Reprenez la chronologie consacrée à l'éditeur Robert Denoël et poursuivez-la après sa dernière phrase.
━━━━━ Extrait du texte ━━━━━
Robert Denoël, éditeur

1949

 

Janvier

 

Le 8 : Max Dorian, qui a appris que le Tribunal de commerce avait, le 24 décembre 1948, condamné les Editions Domat-Montchrestien à la restitution des parts litigieuses, envoie de New York un aérogramme à Cécile Denoël : « J’ai appris avec plaisir que vous aviez obtenu de certain jugement rendu par le Tribunal de Commerce l’annulation de la " cession " dont prétendait bénéficier Mme Loviton. Sans doute ira-t-elle en appel et moi peut-être aussi pour d’autres raisons, mais j’aimerais connaître si vous avez l’intention de vous intéresser personnellement à l’affaire.

Pour moi, comme je vous l’ai dit lors de l’entrevue que nous avions eue chez Me Demolliens, je la prendrais volontiers en mains avec l’aide d’un trésorier sûr (et Picq, dont le dévouement vous est acquis, ferait parfaitement l’affaire) jusqu’à ce que votre fils soit en âge d’entrer dans l’affaire. Je crois que si ceci était, je pourrais trouver de substantiels concours de la part d’Américains (Bernard Steele m’a dit en octobre que ça ne l’intéressait plus, mais peut-être a-t-il changé d’opinion) ».

Dorian avait aussi contacté Céline en décembre 1948, sans doute pour lui proposer de rééditer ses livres : l’écrivain l’avait poliment éconduit.
━━━━━ Données ━━━━━
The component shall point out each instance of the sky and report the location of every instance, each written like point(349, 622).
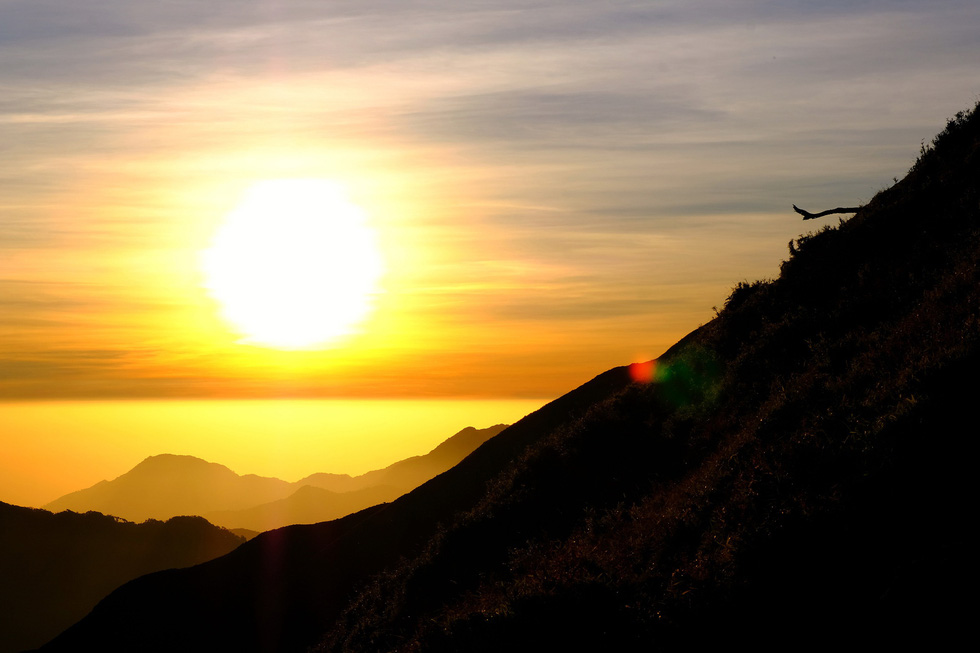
━━━━━
- _Réponse rédigée_:
Cécile Denoël, pour sa part, lui répondit que ce type d’affaires devait se traiter de vive voix, mais elle n’avait aucun intention de se lier avec lui, comme en témoignent ses souvenirs des années 1930, retranscrits par Morys : « Il était d’une suffisance puante, traitait tout le monde de haut et avait de telles privautés qu’un jour, me prenant sans doute pour une quelconque de ses relations de bistrot, il me tapa sur les fesses. Ma réaction a été telle que, s’il n’avait pas filé à toute vitesse, il se serait retrouvé au bas des escaliers plus vite qu’il n’aurait voulu [...] Aux réunions quotidiennes dans le bureau de Robert, il commençait toujours ses suggestions par " Si on n’était pas des cons..." »

 

Octobre

 

Le 26 : La Cour d’appel de Paris, qui devait se prononcer dans l’affaire de la cession des parts des Éditions Denoël aux Éditions Domat-Montchrestien, remet son jugement à huitaine.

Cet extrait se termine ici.